#### [Fragmento proporcionado]
====

Este era el Ratzinger profesor brillante, teólogo libre y compañero de viaje de los mejores pensadores cristianos del siglo (Karl Rahner, Yves Congar, Edward Schillebeeckx, Hans Küng, entre los más conocidos). Pero sus afanes reformistas duraron lo que el polaco Juan Pablo II tardó en atraerlo al santuario del poder vaticano para encumbrarlo a la presidencia de la Congregación para la Doctrina de la Fe, que es como decidió llamar al viejo y terrible Santo Oficio de la Inquisición. Entonces, el Ratzinger teólogo se convirtió en juez de los teólogos, a los que ha castigado sin miramiento por sostener lo que antes él mismo pensaba.
Estos son algunas de sus ideas, sacadas de su fascinante libro El nuevo pueblo de Dios. Se publicó en alemán en 1969 y fue traducido al español en 1972 por la editorial Herder.
- Oficios laicales. "Cristo no fue sacerdote, sino laico. No poseía ningún oficio. Cristo no se entendió a sí mismo como intérprete de deseos y esperanzas humanos, algo así como voz del pueblo, como su mandatario secreto o público, ni comprendió su misión desde abajo, como si dijéramos en sentido democrático".

====

[Entradas que señalan objetos nombrados]
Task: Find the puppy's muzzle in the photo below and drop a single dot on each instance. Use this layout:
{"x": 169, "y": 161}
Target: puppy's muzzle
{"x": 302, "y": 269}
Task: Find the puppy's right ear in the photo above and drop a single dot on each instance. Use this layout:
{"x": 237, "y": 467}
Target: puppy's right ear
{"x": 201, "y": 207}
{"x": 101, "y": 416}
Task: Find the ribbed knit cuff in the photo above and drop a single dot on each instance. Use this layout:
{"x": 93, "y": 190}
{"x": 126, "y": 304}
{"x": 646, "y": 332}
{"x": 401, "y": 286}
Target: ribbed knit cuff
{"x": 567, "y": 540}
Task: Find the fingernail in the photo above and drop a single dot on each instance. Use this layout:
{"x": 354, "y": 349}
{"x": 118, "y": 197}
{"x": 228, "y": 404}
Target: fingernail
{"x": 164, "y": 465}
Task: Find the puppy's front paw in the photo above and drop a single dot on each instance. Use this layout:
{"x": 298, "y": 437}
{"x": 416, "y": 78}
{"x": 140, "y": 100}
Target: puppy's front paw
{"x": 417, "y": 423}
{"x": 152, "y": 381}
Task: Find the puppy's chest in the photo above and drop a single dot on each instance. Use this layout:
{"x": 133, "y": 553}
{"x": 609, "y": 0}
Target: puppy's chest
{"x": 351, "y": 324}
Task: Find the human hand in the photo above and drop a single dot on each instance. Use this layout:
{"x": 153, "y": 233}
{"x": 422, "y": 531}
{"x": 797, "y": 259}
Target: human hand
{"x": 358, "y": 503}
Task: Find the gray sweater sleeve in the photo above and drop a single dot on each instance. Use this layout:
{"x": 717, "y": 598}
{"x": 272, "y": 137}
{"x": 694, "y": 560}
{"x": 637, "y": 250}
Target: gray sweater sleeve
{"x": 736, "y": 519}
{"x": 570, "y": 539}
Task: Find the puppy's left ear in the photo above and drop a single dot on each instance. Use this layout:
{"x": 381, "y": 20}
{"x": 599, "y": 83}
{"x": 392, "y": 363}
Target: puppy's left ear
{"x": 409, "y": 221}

====

#### [Consigna escrita 1]
Según el fragmento sobre Ratzinger, ¿en qué año se publicó en alemán el libro El nuevo pueblo de Dios?
#### [Consigna escrita 2]
Reproduce del fragmento sobre Ratzinger el tramo que comienza en las palabras "Este era el" y termina después de "la editorial Herder.".

#### [Resultado de la tarea 1]
En 1969.

#### [Resultado de la tarea 2]
Este era el Ratzinger profesor brillante, teólogo libre y compañero de viaje de los mejores pensadores cristianos del siglo (Karl Rahner, Yves Congar, Edward Schillebeeckx, Hans Küng, entre los más conocidos). Pero sus afanes reformistas duraron lo que el polaco Juan Pablo II tardó en atraerlo al santuario del poder vaticano para encumbrarlo a la presidencia de la Congregación para la Doctrina de la Fe, que es como decidió llamar al viejo y terrible Santo Oficio de la Inquisición. Entonces, el Ratzinger teólogo se convirtió en juez de los teólogos, a los que ha castigado sin miramiento por sostener lo que antes él mismo pensaba.
Estos son algunas de sus ideas, sacadas de su fascinante libro El nuevo pueblo de Dios. Se publicó en alemán en 1969 y fue traducido al español en 1972 por la editorial Herder.